▶ **抽出テキスト**:

# # #

みなさんこんにちは!
もり(@moripro3)です。
GoogleスプレッドシートQUERY関数の使い方をシリーズでお届けしています!
前回は、where句を使用して行を抽出する方法を紹介しました。
比較演算子を使用して、「○○と一致する行」「数字のxx以上の行」などを抽出しました。
実務では「○○と一致」という検索だけでなく、「○○を含む」「先頭が○○で始まる」などの部分的な検索をすることもありますよね。
そこで今回は、部分的なキーワード検索ができるlike演算子を紹介します。行の抽出に役立つこと間違いなしです!
前回のおさらい:where句で行を抽出する
where句とは、データの中から、指定条件に一致する行を抽出する句です。
前回は、比較演算子(=, !=, <>,<=, <, >, >=)で条件を指定しました。
データの中から、B列がOA機器に一致する行を抽出するQUERY関数の書き方です。条件に文字列を指定する場合は、文字列をシングルクォートで囲みます(’OA機器’)
=query('備品購入リスト'!A:E,"select * where B = 'OA機器'",1)
完全一致と部分一致とは
普段、私たちがインターネットなどでデータ検索する場面を考えてみましょう。
「検索キーワード」を指定すると、検索キーワードに一致する結果が取得できます。
このとき、「キーワードに一致」の「一致」には、下記の2種類があります。
- 完全一致 … 完全に一致する
- 部分一致 … 部分的に一致する
前回の記事で紹介した比較演算子のイコール(=)が、完全一致の検索です。B列の値がOA機器であるもの、つまり、”OA機器”と完全に一致する行が抽出されました。
部分一致の検索とは、「検索対象のデータ」に対して、「検索キーワード」が部分的に一致する行を抽出する方法です。部分的に一致するとは、○○で始まる、○○を含む、などのことです。
今回の記事で紹介するlike演算子が、QUERY関数で部分一致の検索をする演算子です。
部分一致の検索ができるlike演算子
like演算子とは、部分一致の検索をする演算子です。「部分一致の検索」は、「あいまいな検索」と呼ぶこともあります。
where句での使い方がこちらです。
部分一致の3パターン
部分一致には代表的な下記の3パターンがあります。
- 前方一致(○○で始まる)
- 後方一致(○○で終わる)
- 中間一致(1,2以外のパターン)
‘モリ’という単語を例に、「完全一致」と「部分一致の3パターン」をまとめた一覧です。
パターン | 説明 | クエリの書き方 | 抽出例 |
---|---|---|---|
完全一致 | モリと一致 | = ‘モリ’ | モリ |
部分一致(前方) | モリで始まる | like ‘モリ%’ | モリアーティ |
部分一致(後方) | モリで終わる | like ‘%モリ’ | タモリ |
部分一致(中間) | モリを含む | like ‘%モリ%’ | ナカモリアキナ |
後方一致の「’モリ’で終わる」で詳しく解説します。

# # #

データ一覧
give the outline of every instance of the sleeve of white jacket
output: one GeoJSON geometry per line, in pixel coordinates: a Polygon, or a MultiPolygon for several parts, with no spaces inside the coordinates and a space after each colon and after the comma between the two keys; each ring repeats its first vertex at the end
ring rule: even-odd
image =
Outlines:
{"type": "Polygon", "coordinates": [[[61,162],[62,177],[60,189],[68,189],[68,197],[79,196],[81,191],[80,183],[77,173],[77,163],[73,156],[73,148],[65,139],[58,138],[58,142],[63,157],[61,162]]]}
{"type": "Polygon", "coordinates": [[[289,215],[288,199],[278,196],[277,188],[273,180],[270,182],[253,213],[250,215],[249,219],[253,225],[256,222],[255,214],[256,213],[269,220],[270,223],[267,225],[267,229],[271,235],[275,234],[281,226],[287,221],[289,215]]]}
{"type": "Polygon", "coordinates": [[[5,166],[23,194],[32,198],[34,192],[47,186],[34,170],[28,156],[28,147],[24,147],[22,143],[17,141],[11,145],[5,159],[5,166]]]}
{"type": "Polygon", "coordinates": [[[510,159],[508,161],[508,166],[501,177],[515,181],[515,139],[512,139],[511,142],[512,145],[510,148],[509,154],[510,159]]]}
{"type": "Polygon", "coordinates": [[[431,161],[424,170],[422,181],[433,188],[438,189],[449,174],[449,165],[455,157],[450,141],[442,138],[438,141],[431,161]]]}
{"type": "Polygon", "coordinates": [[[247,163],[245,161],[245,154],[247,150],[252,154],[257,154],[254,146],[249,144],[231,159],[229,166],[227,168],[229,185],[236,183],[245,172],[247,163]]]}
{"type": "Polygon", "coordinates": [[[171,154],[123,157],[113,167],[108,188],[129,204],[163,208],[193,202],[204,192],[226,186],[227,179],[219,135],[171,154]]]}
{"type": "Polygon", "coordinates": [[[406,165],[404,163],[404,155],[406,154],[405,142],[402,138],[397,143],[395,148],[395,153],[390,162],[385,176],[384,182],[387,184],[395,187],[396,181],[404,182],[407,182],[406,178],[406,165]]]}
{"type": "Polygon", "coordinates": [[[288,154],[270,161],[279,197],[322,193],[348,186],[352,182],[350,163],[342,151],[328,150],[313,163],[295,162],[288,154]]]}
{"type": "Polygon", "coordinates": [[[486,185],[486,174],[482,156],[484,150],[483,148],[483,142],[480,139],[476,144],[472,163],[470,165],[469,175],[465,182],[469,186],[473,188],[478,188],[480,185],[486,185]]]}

# # #

▶ **指示 1**: QUERY関数の解説によると、「部分一致の検索」は別に何と呼ばれることがありますか。
▶ **指示 2**:
次の(a)〜(c)がQUERY関数の解説の内容と合っているかを判断してください。それぞれ「はい」か「いいえ」で答え、決め手となる本文の語句をそのまま引用してください。
(a) 条件に文字列を指定する場合は、文字列をダブルクォートで囲む。
(b) 比較演算子のイコール(=)は完全一致の検索である。
(c) like演算子は、QUERY関数で部分一致の検索をする演算子である。
▶ **指示 3**: QUERY関数の解説の続きを、最後の文の次から書いてください。

▶ **回答 1**: 「あいまいな検索」と呼ばれることがあります。

▶ **回答 2**:
(a) いいえ。「条件に文字列を指定する場合は、文字列をシングルクォートで囲みます」
(b) はい。「比較演算子のイコール(=)が、完全一致の検索です」
(c) はい。「今回の記事で紹介するlike演算子が、QUERY関数で部分一致の検索をする演算子です」

▶ **回答 3**:
後方一致「モリで終わる」とは、[任意の文字列] + [モリ] というパターンです。[任意の文字列]は、0文字以上の適当な文字と考えておきましょう。
like演算子のポイントは、[任意の文字]を記号の%(パーセント)で表すことです。
[任意の文字列] + [モリ] = %モリ と記述します。
たとえば、[タ] + [モリ] = [タモリ] という単語が、このパターンに一致します。
※任意の文字列は0文字以上なので、0文字(文字が無い)も含みます。つまり、[] + [モリ] = [モリ] も後方一致検索でヒットします。
それでは、次の項からlike演算子を使用して行の抽出をしていきます!
前方一致(○○から始まる)で検索する
使用するサンプルデータがこちらです。シート名が「機器購入リスト」、データ範囲が「A列~E列」なので、QUERY関数の第1引数は ‘機器購入リスト’!A:E と指定します。
このデータから、C列の商品名が[モニタ]から始まる行を抽出します。
[モニタ]という文字の後ろに[任意の文字]が続くパターンです。
[モニタ] + [任意の文字] で、[任意の文字]は記号の%で表すので、 モニタ% と記述します。
QUERY関数の条件指定に文字列を指定する場合、文字列全体をシングルクォートで囲みます。任意の文字を表す%もシングルクォートの中に入れて、’モニタ%’ を指定します。
where C like 'モニタ%'
[モニタ]から始まる2行が抽出されました。
後方一致(○○で終わる)で検索する
C列の購入商品名が[モニタ]で終わる行を抽出します。
[任意の文字列]の後ろに[モニタ]が続くパターンです。
[任意の文字列] + [モニタ] なので、 %モニタ と表します。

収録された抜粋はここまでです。